* **SELECTED EXTRACT**
** Start **

Photo: Game of the People

FOR A city with 14 million people, Tokyo seems a very quiet place. It is a metropolis of great contradictions, indeed Japan as a whole is a nation of great contrasts. Public transport runs on time with immaculate precision, but nobody speaks on the trains. At the same time, escalators talk to you, toilets warm your rear and squirt water into your nether regions, the famous Shibuya crossing bamboozles you with imagery and foreigners are warned to “be quiet…because that’s the Japanese way”.

So what would you make of a Japanese football crowd? Given any audience at a game is naturally noisy, you would assume that football is everything that Japanese society is not. Only recently, Gamba Osaka got into trouble for some fans waving flags that appeared to have Nazi insignia emblazoned across them. Three years ago, Urawa Reds had some issues over “Japanese only” slogans. There’s a suspicion of foreigners in Japan that is evidenced when you board a train – if your skin is not the same tone as a Japanese, you are viewed with some curiosity, especially outside of the centre of Tokyo. Overseas visitors might even hear the word “Gaijin” which is used to describe a foreigner. It is generally viewed negatively and mainly used by xenophobes. Mostly, Japanese people are charming and welcoming, polite and reserved – as the tourists will find out in 2020 when the Olympics roll into Tokyo.

** End **

* **MATERIAL**
** Start **

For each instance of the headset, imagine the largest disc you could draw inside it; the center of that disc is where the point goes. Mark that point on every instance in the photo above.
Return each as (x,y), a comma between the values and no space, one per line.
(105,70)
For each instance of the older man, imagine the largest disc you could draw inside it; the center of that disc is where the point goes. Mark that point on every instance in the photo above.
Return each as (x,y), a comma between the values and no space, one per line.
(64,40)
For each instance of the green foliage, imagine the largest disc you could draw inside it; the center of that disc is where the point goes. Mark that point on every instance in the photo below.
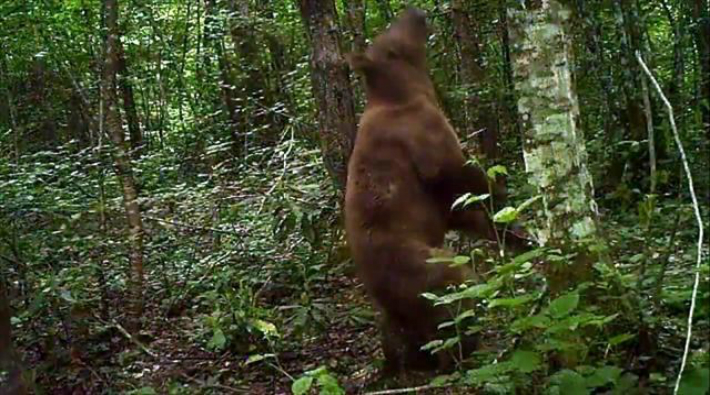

** End **

* **GIVEN INSTRUCTION**
From the text on Tokyo and Japanese football crowds, return word for word the part that opens with the words containing "So what would" and closes with "roll into Tokyo.". The items are separate material from the text on Tokyo and Japanese football crowds.

* **EXERCISE RESPONSE**
So what would you make of a Japanese football crowd? Given any audience at a game is naturally noisy, you would assume that football is everything that Japanese society is not. Only recently, Gamba Osaka got into trouble for some fans waving flags that appeared to have Nazi insignia emblazoned across them. Three years ago, Urawa Reds had some issues over “Japanese only” slogans. There’s a suspicion of foreigners in Japan that is evidenced when you board a train – if your skin is not the same tone as a Japanese, you are viewed with some curiosity, especially outside of the centre of Tokyo. Overseas visitors might even hear the word “Gaijin” which is used to describe a foreigner. It is generally viewed negatively and mainly used by xenophobes. Mostly, Japanese people are charming and welcoming, polite and reserved – as the tourists will find out in 2020 when the Olympics roll into Tokyo.